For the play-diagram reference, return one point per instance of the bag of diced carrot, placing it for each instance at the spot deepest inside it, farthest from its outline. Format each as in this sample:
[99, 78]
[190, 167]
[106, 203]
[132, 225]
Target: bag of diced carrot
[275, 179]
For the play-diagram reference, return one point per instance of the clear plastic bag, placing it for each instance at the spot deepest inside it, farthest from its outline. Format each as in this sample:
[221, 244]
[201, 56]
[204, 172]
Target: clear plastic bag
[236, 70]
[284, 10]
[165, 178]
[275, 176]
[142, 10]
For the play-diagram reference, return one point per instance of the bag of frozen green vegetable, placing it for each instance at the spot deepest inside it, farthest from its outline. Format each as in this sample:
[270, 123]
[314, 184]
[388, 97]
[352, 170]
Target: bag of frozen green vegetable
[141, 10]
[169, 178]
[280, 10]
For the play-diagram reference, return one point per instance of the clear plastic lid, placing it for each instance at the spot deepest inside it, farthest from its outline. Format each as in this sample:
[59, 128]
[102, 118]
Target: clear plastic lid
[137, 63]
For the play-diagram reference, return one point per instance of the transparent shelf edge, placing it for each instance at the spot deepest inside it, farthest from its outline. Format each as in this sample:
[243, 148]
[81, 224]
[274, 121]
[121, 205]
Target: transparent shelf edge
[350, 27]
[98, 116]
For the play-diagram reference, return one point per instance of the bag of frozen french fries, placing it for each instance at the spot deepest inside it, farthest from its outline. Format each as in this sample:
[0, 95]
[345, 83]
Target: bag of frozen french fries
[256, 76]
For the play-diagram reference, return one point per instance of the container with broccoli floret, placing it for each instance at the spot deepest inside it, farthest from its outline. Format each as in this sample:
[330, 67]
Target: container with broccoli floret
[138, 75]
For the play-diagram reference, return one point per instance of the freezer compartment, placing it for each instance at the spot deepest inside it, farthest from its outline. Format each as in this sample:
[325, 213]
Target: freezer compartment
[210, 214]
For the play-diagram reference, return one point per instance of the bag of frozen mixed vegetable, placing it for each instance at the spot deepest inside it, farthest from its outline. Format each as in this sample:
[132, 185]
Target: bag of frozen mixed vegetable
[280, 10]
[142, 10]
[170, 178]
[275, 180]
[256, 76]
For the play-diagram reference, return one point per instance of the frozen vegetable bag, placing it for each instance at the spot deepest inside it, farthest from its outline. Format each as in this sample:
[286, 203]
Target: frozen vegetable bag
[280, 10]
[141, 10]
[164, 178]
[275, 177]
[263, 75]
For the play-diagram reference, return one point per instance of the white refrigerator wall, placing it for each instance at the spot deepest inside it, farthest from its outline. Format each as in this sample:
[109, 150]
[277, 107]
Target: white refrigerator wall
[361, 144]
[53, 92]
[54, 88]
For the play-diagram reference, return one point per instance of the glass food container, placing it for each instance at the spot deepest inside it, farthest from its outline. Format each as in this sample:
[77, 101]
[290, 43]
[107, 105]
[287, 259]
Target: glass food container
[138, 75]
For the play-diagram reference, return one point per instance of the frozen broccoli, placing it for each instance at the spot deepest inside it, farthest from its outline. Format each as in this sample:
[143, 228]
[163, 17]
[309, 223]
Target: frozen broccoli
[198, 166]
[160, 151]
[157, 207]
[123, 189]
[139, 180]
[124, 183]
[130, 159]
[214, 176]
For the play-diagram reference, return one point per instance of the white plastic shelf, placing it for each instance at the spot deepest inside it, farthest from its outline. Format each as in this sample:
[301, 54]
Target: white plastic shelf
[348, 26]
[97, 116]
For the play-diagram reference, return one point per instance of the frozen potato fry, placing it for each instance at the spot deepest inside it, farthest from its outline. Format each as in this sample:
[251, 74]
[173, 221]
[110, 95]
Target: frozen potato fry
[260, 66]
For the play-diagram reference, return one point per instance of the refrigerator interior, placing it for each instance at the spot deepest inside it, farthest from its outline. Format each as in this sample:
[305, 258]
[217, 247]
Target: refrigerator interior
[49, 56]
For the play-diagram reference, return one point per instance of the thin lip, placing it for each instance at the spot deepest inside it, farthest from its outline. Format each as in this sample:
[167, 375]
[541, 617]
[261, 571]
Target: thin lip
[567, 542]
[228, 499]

## 課題内容
上の記録を、すべての行について一字も変えずに書き写せ。

## 解答
For the play-diagram reference, return one point per instance of the bag of diced carrot, placing it for each instance at the spot deepest inside it, farthest from its outline. Format each as in this sample:
[99, 78]
[190, 167]
[106, 203]
[132, 225]
Target: bag of diced carrot
[275, 179]
For the play-diagram reference, return one point per instance of the clear plastic bag, placing it for each instance at the spot deepest inside it, farthest from its outline. Format each as in this sample:
[221, 244]
[201, 56]
[204, 172]
Target: clear plastic bag
[236, 70]
[284, 10]
[165, 178]
[275, 176]
[142, 10]
For the play-diagram reference, return one point per instance of the bag of frozen green vegetable, placing it for each instance at the spot deepest inside it, farthest from its outline. Format each as in this sample:
[270, 123]
[314, 184]
[388, 97]
[352, 170]
Target: bag of frozen green vegetable
[141, 10]
[169, 178]
[280, 10]
For the play-diagram reference, return one point per instance of the clear plastic lid, placing it for each instance at the spot deepest inside it, farthest from its outline. Format each as in this sample:
[59, 128]
[102, 118]
Target: clear plastic lid
[137, 63]
For the play-diagram reference, return one point per instance of the transparent shelf edge, placing it for each instance at the spot deepest inside it, farthest from its outline. Format each as in this sample:
[243, 148]
[81, 224]
[274, 121]
[121, 205]
Target: transparent shelf edge
[350, 27]
[98, 116]
For the play-diagram reference, return one point per instance of the bag of frozen french fries, placing it for each instance at the spot deepest inside it, farthest from its outline. Format each as in this sample:
[0, 95]
[345, 83]
Target: bag of frozen french fries
[256, 76]
For the play-diagram reference, return one point per instance of the container with broccoli floret, placing it for each instance at the spot deepest inside it, farthest from its outline. Format each as in this sample:
[330, 67]
Target: container with broccoli floret
[138, 75]
For the play-diagram reference, return one point per instance of the freezer compartment, placing it for each instance at the spot deepest inside it, farthest from its outline. Format each as in this sample:
[325, 213]
Target: freezer compartment
[210, 214]
For the play-diagram reference, return one point per instance of the bag of frozen mixed vegetable, placing it for each instance at the spot deepest inside it, farthest from its outline. Format each as in this sample:
[132, 185]
Target: bag of frozen mixed vegetable
[280, 10]
[142, 10]
[170, 178]
[275, 180]
[256, 76]
For the play-diagram reference, return one point per instance of the frozen vegetable bag, placing it for each instance at the spot deepest inside it, farthest from its outline. Format each as in this sample:
[286, 203]
Target: frozen vegetable bag
[280, 10]
[141, 10]
[164, 178]
[275, 177]
[263, 75]
For the play-diagram reference, return one point per instance of the white refrigerator wall, placing it for each instance at the spot deepest inside it, farthest from its outline. Format each as in this sample:
[109, 150]
[277, 107]
Target: white refrigerator wall
[361, 144]
[53, 92]
[54, 88]
For the play-diagram reference, return one point per instance of the glass food container, placing it for each instance at the spot deepest inside it, farthest from its outline. Format each as in this sample:
[77, 101]
[290, 43]
[107, 105]
[287, 259]
Target: glass food container
[138, 75]
For the play-diagram reference, return one point per instance of the frozen broccoli, placing it for each instance at the spot deepest inside it, farthest from its outline. Format each as in this sample:
[143, 228]
[163, 17]
[309, 223]
Target: frozen broccoli
[198, 166]
[160, 151]
[157, 207]
[123, 189]
[139, 180]
[124, 183]
[130, 159]
[214, 176]
For the play-diagram reference, return one point per instance of the white plastic shelf, placing it for each instance at the spot deepest inside it, farthest from its outline. Format each as in this sample:
[301, 54]
Target: white plastic shelf
[348, 26]
[97, 116]
For the play-diagram reference, return one point per instance of the frozen potato fry, placing it for each instance at the spot deepest inside it, farthest from its outline. Format each as in this sample:
[251, 74]
[173, 221]
[110, 95]
Target: frozen potato fry
[260, 66]
For the play-diagram reference, return one point per instance of the refrigerator interior, placing it for each instance at the spot deepest inside it, farthest from its outline. Format each as in this sample:
[305, 258]
[217, 247]
Target: refrigerator interior
[49, 56]
For the play-diagram reference, return one point per instance of the thin lip, placing it for each instance at the spot deepest inside it, farthest from its outline. Format each as in this sample:
[167, 375]
[541, 617]
[261, 571]
Target: thin lip
[567, 542]
[228, 499]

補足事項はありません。